BMW and Rimac Technology partner on future high-voltage battery tech

As with all trends, different manufacturers are experiencing different fortunes during the current EV vicissitudes. After an expensive learning and adaptation stage with the first i3, BMW finds itself on the high side currently, deliveries of the i4, iX1, and i7 up 41% in the first quarter of the year and the Munich automaker projecting 20% of its global deliveries in 2024 will be battery-electric. Hitting the 20% target would be a 5% gain over 2023. Continuing to look to the future, BMW announced it has signed a long-term partnership with Rimac Technology to “co-develop and co-produce innovative solutions in field of high-voltage battery technology for selected battery-electric vehicles.” This means high-voltage (800 volts or more) packs and architectures for future BMW products, neither automaker hinting at what those products might be.  

And to clarify the connection, Rimac Technology is a wholly owned subsidiary of the Rimac Group. The tech division, more than ten years old, has become an EV engineering supplier for various automakers; it helped with the hybrid battery system in the Aston Martin Valkyrie, produced the pack in the Koenigsegg Regera and the powertrain in the Pininfarina Battista, and worked with Jaguar Classic Works on the E-Type Zero.

The BMW move signals a shift into mainstream development, compelling changes to the Rimac Campus headquarters in Croatia (pictured above). CEO Mate Rimac said the partnership “marks a significant milestone for Rimac Technology, as it represents the largest and most ambitious project the company has undertaken to-date.” Fulfilling the terms means adding “sophisticated automated production lines for batteries” at the campus, a “significant portion” of the site dedicated to the project. The company reportedly wants to supply at least 100,000 batteries to OEMs annually by 2026.

## Supplied material
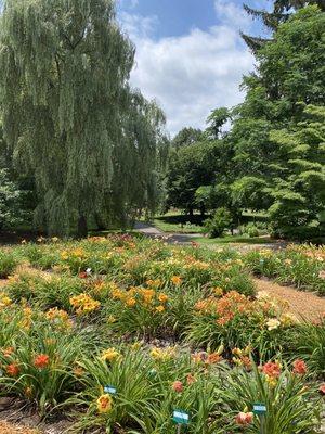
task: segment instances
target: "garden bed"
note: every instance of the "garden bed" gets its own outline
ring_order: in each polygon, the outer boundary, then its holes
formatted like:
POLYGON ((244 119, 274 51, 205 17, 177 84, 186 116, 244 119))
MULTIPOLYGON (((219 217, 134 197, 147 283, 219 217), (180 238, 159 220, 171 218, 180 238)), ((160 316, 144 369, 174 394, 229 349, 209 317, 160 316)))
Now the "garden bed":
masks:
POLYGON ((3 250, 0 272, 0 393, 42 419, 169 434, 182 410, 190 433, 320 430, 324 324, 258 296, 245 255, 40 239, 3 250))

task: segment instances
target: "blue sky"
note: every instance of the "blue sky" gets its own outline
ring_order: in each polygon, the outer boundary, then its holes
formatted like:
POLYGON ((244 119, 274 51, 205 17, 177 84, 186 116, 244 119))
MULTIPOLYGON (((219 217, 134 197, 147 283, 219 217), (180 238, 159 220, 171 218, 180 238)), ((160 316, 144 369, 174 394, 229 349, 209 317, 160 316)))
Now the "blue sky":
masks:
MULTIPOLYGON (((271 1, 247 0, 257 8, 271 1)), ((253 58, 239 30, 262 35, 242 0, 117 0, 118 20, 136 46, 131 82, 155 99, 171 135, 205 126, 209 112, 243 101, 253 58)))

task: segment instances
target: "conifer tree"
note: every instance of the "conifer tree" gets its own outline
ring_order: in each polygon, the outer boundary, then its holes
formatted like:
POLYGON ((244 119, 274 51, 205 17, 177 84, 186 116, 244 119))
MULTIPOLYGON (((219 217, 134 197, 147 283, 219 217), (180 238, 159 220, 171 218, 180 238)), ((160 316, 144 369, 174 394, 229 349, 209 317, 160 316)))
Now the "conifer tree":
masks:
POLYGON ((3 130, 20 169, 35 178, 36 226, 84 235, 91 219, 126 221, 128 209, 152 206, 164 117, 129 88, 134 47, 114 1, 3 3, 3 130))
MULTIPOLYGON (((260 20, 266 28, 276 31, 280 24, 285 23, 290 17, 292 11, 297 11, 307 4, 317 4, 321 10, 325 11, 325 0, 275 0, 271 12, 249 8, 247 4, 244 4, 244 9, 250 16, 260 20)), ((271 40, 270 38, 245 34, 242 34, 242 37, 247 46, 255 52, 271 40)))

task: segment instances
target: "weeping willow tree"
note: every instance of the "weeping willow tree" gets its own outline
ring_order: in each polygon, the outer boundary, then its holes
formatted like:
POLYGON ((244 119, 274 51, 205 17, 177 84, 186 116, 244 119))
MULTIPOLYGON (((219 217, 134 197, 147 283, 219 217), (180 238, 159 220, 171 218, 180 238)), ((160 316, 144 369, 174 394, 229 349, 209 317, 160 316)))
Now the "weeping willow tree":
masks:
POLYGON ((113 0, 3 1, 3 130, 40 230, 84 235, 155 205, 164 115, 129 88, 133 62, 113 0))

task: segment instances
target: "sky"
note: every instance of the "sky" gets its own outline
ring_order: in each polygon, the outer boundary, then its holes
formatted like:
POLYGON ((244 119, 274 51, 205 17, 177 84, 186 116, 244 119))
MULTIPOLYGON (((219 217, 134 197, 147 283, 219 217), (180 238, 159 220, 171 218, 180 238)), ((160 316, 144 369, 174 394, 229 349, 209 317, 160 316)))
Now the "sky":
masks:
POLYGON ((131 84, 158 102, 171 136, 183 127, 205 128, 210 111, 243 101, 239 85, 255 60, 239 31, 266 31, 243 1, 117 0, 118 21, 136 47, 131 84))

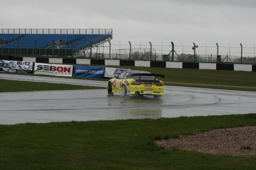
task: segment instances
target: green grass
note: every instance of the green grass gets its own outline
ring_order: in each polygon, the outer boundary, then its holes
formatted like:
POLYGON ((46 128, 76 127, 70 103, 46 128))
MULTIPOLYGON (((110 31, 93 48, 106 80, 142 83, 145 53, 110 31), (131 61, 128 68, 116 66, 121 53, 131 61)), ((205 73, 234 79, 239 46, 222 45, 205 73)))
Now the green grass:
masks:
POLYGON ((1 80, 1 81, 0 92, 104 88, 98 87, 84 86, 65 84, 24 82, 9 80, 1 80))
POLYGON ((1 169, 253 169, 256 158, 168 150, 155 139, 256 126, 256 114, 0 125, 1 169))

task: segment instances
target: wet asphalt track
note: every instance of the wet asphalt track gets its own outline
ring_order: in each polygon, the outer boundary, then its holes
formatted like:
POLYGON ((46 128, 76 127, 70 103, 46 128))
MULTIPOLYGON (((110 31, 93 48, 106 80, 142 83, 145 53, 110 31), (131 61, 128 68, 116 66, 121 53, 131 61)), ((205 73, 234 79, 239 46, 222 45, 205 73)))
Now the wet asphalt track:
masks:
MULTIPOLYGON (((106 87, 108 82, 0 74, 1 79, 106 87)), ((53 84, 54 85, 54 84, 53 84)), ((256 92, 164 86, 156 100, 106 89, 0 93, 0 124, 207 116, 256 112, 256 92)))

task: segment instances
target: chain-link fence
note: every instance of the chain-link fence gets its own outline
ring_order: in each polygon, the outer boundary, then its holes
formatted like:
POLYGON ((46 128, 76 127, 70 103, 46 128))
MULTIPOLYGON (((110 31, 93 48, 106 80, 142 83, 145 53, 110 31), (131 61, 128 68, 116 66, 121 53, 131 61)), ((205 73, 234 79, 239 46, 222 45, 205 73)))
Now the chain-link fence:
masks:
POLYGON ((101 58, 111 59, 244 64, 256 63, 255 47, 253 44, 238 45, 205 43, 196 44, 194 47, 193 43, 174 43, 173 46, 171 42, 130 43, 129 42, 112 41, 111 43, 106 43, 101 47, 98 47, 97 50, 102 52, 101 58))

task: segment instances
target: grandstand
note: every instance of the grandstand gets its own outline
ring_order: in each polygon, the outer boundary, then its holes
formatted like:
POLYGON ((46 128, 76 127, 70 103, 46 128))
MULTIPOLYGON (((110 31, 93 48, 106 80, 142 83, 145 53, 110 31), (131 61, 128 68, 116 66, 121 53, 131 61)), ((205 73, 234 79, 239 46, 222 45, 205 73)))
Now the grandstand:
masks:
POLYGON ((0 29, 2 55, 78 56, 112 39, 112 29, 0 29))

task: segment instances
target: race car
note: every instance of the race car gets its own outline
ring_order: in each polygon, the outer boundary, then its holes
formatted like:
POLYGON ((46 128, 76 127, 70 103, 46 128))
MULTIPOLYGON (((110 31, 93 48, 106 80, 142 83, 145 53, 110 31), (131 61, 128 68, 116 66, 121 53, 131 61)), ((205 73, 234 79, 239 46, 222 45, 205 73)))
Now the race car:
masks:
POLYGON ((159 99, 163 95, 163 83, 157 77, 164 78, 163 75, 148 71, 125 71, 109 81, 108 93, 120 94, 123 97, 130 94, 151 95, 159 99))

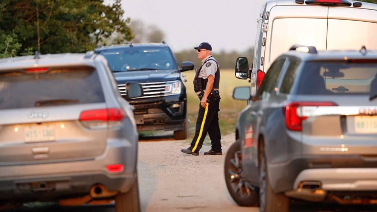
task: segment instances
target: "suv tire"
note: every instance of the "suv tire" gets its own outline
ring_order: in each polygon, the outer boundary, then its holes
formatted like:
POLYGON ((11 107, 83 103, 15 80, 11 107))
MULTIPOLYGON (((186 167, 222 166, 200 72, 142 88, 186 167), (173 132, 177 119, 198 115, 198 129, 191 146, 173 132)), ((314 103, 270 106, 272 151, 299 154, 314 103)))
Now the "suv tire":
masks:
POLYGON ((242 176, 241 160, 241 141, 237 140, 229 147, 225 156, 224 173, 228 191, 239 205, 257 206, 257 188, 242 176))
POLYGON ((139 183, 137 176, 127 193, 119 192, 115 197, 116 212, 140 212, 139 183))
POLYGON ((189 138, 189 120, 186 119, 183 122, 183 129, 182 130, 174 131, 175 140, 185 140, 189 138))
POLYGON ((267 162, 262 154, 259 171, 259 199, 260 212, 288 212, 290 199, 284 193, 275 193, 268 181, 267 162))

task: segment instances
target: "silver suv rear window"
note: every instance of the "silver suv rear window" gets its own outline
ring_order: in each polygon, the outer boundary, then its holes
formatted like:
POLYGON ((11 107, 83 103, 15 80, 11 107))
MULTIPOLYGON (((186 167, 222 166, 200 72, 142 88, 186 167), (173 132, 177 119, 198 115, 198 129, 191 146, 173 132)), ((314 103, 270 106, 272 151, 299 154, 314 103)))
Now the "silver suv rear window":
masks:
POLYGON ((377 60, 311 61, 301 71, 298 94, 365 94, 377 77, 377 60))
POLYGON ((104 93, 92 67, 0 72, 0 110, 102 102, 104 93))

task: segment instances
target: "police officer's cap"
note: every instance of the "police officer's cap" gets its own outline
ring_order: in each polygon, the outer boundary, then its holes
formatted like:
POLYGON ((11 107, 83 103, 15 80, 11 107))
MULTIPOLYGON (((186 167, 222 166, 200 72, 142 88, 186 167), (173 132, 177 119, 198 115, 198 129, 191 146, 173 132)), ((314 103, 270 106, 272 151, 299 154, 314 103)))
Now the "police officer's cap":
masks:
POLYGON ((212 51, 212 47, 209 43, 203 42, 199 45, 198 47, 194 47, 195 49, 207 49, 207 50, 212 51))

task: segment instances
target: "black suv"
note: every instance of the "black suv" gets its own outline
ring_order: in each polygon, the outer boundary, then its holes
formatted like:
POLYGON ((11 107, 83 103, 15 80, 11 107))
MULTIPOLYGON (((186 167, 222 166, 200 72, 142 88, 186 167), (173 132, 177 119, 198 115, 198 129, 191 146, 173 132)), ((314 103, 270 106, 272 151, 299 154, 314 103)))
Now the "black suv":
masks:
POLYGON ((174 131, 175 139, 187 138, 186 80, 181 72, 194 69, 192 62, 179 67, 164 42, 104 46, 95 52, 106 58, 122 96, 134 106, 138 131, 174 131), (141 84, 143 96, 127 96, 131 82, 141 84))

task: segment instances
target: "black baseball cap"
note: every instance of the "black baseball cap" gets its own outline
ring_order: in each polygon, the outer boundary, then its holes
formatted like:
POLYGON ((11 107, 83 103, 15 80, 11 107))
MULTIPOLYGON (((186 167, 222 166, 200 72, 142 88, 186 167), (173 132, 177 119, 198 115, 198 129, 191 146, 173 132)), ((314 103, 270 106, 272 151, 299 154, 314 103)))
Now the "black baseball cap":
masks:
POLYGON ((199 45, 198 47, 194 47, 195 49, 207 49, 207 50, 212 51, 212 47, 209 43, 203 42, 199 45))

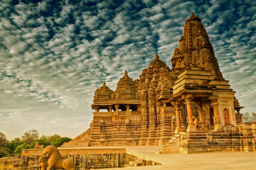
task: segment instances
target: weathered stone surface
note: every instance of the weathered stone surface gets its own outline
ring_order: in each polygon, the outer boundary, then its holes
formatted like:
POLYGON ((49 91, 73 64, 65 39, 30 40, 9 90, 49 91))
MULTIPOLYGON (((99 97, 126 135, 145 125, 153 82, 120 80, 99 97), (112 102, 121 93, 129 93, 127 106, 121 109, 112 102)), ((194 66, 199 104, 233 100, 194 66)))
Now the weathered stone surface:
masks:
---
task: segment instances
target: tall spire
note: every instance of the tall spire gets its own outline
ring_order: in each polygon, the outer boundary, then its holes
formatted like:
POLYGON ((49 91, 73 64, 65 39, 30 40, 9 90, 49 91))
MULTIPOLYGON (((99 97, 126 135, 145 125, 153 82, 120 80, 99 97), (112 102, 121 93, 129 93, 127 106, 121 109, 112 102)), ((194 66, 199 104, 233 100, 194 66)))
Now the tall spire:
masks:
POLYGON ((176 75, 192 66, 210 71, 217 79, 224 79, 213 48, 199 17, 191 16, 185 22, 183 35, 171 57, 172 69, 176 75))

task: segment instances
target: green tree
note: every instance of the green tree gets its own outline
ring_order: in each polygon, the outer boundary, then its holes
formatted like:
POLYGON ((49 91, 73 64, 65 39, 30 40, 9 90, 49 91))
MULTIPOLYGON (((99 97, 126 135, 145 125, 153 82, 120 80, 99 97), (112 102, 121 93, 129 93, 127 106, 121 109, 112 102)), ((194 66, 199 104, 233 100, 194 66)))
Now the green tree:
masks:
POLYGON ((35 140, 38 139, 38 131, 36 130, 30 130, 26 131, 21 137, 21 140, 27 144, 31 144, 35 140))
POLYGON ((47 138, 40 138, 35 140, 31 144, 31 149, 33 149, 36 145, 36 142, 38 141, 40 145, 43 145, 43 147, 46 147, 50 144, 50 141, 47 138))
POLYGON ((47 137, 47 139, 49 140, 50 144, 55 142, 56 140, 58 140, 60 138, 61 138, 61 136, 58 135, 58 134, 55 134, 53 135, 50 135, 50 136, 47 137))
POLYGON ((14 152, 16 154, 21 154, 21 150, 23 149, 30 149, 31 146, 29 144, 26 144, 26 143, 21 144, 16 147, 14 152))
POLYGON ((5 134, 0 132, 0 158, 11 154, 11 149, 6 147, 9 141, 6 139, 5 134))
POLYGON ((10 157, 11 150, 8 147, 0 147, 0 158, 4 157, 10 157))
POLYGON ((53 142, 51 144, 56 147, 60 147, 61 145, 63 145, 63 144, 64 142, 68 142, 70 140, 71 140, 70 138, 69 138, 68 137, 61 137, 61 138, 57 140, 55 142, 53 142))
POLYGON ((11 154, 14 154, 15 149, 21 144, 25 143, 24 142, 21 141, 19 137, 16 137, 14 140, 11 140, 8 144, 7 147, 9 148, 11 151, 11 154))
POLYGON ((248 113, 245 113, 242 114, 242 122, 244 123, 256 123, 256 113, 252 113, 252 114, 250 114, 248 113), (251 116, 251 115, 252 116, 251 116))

## What this exercise asks
1/ According to the BMW and Rimac article, how many batteries does Rimac Technology reportedly want to supply to OEMs each year by 2026?
2/ Please continue the BMW and Rimac article from where it stops.

## Answer section
1/ At least 100,000.

2/
It appears the BMW news dovetails off ventures finalized late last year. Rimac began work on an EV platform called 46XX as least two years ago that would utilize 46-millimeter cells, the company’s head of research and advanced engineering telling Automotive News Europe “The new module platform forms the basis of most of our future programs.” Last August, BMW signed a multi-billion-euro deal with Chinese battery cell supplier Eve Energy to provide 46-mm batteries for BMW’s European EVs due on the market next year. This extended the already existing deal that sees Eve supply units for BMW’s China-market products. One month after the European BMW-Eve deal, Rimac and Eve partnered for Rimac’s 46XX platform, Eve providing the cells, Rimac integrating them into European production of its 46XX architecture.   

BMW made it clear that the Neue Klasse vehicles are not part of the Rimac partnership — at least, not at launch next year. It sounds like BMW and Rimac will be working on EV components further down the chain, in the line of packs and platforms that could become part of BMW’s sixth-generation EV drivetrains and technologies.